■ Vorliegender Auszug ■
'''
‘Wir armen Reichen! Auch das will einmal gesagt sein. Vielleicht hat sich herumgesprochen, dass es Therapeuten gibt, die nur noch Bestbetuchte behandeln. Was könnte uns fehlen, fragen Sie? Eine Menge.

Zum Beispiel die Gewissheit darüber, ob wir villeicht bloss Günstlinge launischer Umstände sind. Arme Leute Geprüfte des Lebens. Wir nicht. Sie verstehen zu überleben. Sie haben den nötigen Biss, den Schnauf, den Schneid. Wir nicht.

Falls unser Vermögen trotz exzellenter Mündelsicherheit an Börsen verdampft, falls ein bankrotter Staat es beschlagnahmt, sind wir Ungeprüfte und Stümperhafte einer allseitigen Tücke schutzlos ausgesetzt.
'''
■ Datenblock ■
'''
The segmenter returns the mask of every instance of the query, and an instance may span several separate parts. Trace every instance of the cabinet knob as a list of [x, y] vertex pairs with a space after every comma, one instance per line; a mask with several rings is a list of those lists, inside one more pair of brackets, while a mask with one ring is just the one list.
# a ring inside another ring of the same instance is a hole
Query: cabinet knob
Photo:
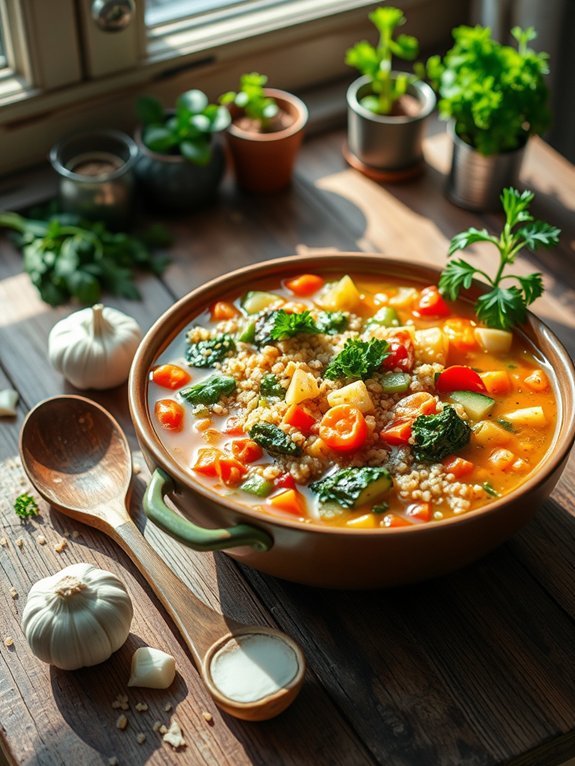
'''
■ Arbeitsauftrag 1 ■
Gib aus dem Auszug die Stelle wörtlich wieder, die mit „Zum Beispiel die“ beginnt und bis „Tücke schutzlos ausgesetzt.“ reicht.
■ Arbeitsauftrag 2 ■
Zähle aus dem Auszug alles auf, was arme Leute laut dem Satz mit „Sie haben“ besitzen.

■ Ergebnis 1 ■
Zum Beispiel die Gewissheit darüber, ob wir villeicht bloss Günstlinge launischer Umstände sind. Arme Leute Geprüfte des Lebens. Wir nicht. Sie verstehen zu überleben. Sie haben den nötigen Biss, den Schnauf, den Schneid. Wir nicht.

Falls unser Vermögen trotz exzellenter Mündelsicherheit an Börsen verdampft, falls ein bankrotter Staat es beschlagnahmt, sind wir Ungeprüfte und Stümperhafte einer allseitigen Tücke schutzlos ausgesetzt.

■ Ergebnis 2 ■
den nötigen Biss, den Schnauf, den Schneid